TEXT PROVIDED |
BEGIN

By Octavia Johnson
Of the seven seats up for election this year for NABJ’s board of directors, only one was contested. The other six—vice president of broadcast, vice president of digital, secretary, Region I director, Region III director, and student representative—were unopposed races.
It’s a trend that concerns some members.
“Committee members have been, you know, getting the word out via social media, but I think that we’re going to do it even more,” NABJ Elections Committee Chairwoman Melanie Eversley said.
Unopposed candidates are not new in the elections. In the past few years, some seats were either run unopposed or left vacant until someone was appointed to the seat. From 2011 to 2021, 37 candidates ran unopposed in NABJ elections and six seats were vacant and required appointment.
Former Vice President of Digital Benét Wilson ran unopposed during the 2015 NABJ election and said more effort is needed to gain more candidates.
Wilson added that in the 2009 NABJ Election she ran for the Region II director seat, and most of the seats were contested. Although she didn’t win, the election made her interested in helping more within NABJ. Her dedication led to her run for vice president of digital, where she ended up running unopposed.
She sees the lack of an opponent as a missed opportunity.
“There’s no discussion, there’s no way to talk about the future of NABJ and what those people can bring to the table to make a great organization even better,” she said.
Candidate Ken Lemon also ran unopposed in 2017 and 2019. This year he’s running for re-election for the vice president of broadcast seat unopposed.
“Sometimes you’ll see some positions that are highly contested,” he said. “And then other times, you know, you’ll have to fill positions … where sometimes the [seats] would be filled by the president.”

END

DATA TO EXAMINE |
BEGIN

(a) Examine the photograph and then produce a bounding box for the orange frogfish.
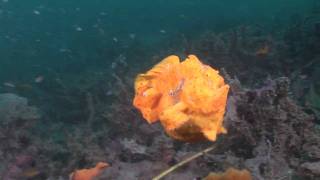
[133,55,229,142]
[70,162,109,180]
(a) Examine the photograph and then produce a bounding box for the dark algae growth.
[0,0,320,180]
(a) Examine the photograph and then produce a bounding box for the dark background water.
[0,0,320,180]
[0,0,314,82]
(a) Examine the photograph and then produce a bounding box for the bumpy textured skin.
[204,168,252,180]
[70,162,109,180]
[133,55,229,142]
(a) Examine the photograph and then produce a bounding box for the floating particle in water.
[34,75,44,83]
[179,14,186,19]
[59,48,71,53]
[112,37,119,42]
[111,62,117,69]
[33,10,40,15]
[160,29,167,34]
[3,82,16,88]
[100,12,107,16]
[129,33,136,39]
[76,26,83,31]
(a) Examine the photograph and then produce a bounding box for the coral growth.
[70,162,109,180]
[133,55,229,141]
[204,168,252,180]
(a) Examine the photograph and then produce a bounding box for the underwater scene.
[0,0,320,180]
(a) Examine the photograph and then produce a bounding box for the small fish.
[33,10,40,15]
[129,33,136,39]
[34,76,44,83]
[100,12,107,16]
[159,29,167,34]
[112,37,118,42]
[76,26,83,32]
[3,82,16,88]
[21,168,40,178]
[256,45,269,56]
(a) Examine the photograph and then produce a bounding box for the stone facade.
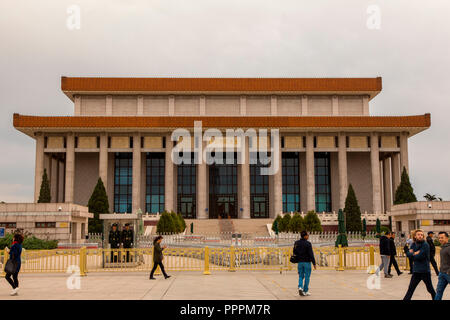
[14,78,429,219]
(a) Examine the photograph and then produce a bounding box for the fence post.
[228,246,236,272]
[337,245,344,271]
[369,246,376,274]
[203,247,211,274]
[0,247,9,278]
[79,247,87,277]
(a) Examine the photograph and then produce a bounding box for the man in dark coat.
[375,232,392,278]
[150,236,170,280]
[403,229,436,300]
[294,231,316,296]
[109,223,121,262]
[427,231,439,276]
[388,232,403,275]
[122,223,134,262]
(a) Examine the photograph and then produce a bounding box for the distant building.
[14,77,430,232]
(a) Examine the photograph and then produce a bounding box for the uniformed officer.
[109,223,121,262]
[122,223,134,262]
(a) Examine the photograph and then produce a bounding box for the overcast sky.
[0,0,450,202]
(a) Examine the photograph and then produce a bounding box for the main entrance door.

END

ACTIVITY 1 |
From the article on NABJ board elections above, write out the passage from "It’s a trend" up to and including "and required appointment." word for word.
ACTIVITY 2 |
According to the article on NABJ board elections, how many candidates ran unopposed in NABJ elections from 2011 to 2021?

ANSWER SPACE 1 |
It’s a trend that concerns some members.
“Committee members have been, you know, getting the word out via social media, but I think that we’re going to do it even more,” NABJ Elections Committee Chairwoman Melanie Eversley said.
Unopposed candidates are not new in the elections. In the past few years, some seats were either run unopposed or left vacant until someone was appointed to the seat. From 2011 to 2021, 37 candidates ran unopposed in NABJ elections and six seats were vacant and required appointment.

ANSWER SPACE 2 |
37 candidates